%%

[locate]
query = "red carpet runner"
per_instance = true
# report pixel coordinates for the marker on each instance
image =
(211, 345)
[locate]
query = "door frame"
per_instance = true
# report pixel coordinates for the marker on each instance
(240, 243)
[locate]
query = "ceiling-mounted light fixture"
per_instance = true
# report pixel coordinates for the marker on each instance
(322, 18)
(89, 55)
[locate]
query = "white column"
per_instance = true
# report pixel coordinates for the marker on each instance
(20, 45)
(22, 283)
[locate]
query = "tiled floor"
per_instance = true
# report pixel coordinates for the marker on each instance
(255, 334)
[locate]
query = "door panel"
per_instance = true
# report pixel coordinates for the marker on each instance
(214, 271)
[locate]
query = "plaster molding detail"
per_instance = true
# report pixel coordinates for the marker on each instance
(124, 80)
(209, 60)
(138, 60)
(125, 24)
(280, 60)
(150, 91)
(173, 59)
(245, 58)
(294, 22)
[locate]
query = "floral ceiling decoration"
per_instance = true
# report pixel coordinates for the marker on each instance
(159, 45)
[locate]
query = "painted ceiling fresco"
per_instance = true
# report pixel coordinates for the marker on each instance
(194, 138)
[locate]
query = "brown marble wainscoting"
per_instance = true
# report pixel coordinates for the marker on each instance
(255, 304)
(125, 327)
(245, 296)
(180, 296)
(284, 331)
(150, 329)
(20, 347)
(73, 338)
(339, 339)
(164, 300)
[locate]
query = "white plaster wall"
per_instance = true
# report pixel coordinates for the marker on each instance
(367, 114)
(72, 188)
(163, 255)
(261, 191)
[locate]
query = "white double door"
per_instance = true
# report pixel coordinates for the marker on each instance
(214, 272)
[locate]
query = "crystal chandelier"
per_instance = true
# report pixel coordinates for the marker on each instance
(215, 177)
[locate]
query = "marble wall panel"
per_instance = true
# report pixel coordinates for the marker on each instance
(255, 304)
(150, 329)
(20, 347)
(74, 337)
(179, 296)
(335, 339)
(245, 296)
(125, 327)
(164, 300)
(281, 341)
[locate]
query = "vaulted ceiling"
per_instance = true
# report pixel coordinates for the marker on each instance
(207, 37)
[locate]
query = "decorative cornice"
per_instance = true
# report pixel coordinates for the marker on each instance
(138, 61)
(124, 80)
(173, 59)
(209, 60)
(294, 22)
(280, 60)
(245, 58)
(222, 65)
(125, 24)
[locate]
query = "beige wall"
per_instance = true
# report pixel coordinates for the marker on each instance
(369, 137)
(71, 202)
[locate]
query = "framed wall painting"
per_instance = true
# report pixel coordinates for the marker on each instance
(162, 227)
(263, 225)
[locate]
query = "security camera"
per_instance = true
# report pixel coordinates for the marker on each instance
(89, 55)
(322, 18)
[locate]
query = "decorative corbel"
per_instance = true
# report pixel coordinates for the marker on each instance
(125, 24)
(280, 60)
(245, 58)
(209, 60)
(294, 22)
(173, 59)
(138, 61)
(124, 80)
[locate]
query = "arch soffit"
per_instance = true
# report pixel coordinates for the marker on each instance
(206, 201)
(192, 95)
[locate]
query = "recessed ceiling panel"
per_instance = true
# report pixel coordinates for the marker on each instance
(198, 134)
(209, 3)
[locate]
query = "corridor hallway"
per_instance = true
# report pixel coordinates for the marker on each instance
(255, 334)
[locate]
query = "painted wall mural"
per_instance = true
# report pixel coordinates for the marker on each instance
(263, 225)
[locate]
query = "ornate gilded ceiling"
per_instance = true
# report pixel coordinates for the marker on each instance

%%

◆ Work request ◆
The full set of entries must be printed again without any alteration.

◆ Solution for this task ◆
[locate]
query = "red carpet runner"
per_instance = true
# report pixel coordinates for the marker on each instance
image =
(211, 345)
[locate]
query = "door frame"
per_instance = true
# report pixel coordinates for the marker on each instance
(240, 243)
[locate]
query = "ceiling-mounted light fixture"
per_instance = true
# report pixel coordinates for the marker on each instance
(322, 18)
(89, 55)
[locate]
query = "white column"
per_instance = true
# report pixel coordinates for the marker on each instance
(20, 45)
(22, 283)
[locate]
query = "tiled floor"
per_instance = true
# report pixel coordinates for the marker on each instance
(255, 334)
[locate]
query = "door panel"
per_instance = true
# report pixel coordinates for the marker on each instance
(214, 271)
[locate]
query = "plaster molding detail"
per_instance = true
# report pixel coordinates for the marker on each instance
(124, 80)
(209, 60)
(138, 60)
(125, 24)
(280, 60)
(150, 91)
(173, 59)
(245, 58)
(294, 22)
[locate]
query = "floral ceiling decoration"
per_instance = true
# report pixel coordinates for the marker on each instance
(159, 45)
[locate]
query = "painted ceiling fresco"
per_instance = true
# report pixel coordinates for the marker on each instance
(194, 138)
[locate]
query = "brown marble wainscoting"
per_instance = true
# report pixel coordinates for the marker on each instance
(255, 304)
(125, 327)
(245, 296)
(180, 296)
(284, 331)
(150, 329)
(20, 347)
(73, 338)
(339, 339)
(164, 300)
[locate]
query = "white plaster wall"
per_instance = true
# report pixel coordinates for the marker on each instance
(367, 114)
(72, 188)
(163, 255)
(261, 191)
[locate]
query = "white double door"
per_instance = true
# report pixel coordinates for the marker on each instance
(214, 272)
[locate]
query = "crystal chandelier"
per_instance = true
# report pixel coordinates for the marker on each instance
(215, 177)
[locate]
query = "marble wall panel"
per_instance = true
# report pixel coordinates for the marker on each instance
(255, 304)
(150, 329)
(20, 347)
(74, 337)
(179, 296)
(335, 339)
(245, 296)
(125, 327)
(164, 300)
(281, 341)
[locate]
query = "vaulted ceiling"
per_instance = true
# report pixel coordinates for the marker on each instance
(207, 37)
[locate]
query = "decorative cornice"
per_instance = true
# report pixel coordinates for the marker on each instance
(138, 61)
(124, 80)
(173, 59)
(209, 60)
(294, 22)
(280, 60)
(245, 58)
(222, 65)
(125, 24)
[locate]
query = "beige wall"
per_instance = true
# report pixel coordinates for the marker on each instance
(369, 137)
(71, 202)
[locate]
query = "framed wall painting"
per_instance = true
# report pixel coordinates for the marker on each instance
(162, 227)
(263, 225)
[locate]
query = "security camera"
per_instance = true
# report pixel coordinates for the marker on each instance
(89, 55)
(322, 18)
[locate]
query = "decorative corbel"
per_instance = true
# report pixel coordinates for the marker on each instance
(125, 24)
(280, 60)
(245, 58)
(209, 60)
(294, 22)
(173, 59)
(138, 61)
(124, 80)
[locate]
query = "arch soffit"
per_instance = true
# report pixel coordinates for the marker on each instance
(206, 201)
(192, 95)
[locate]
query = "recessed ceiling panel"
per_instance = true
# report pixel coordinates for the marker on each instance
(198, 134)
(209, 3)
[locate]
query = "corridor hallway"
per_instance = true
# report pixel coordinates for the marker on each instance
(255, 334)
[locate]
query = "painted wall mural"
per_instance = true
# report pixel coordinates for the marker on each instance
(263, 225)
[locate]
query = "ornate gilded ceiling"
per_instance = true
# report pixel coordinates for the marker on each instance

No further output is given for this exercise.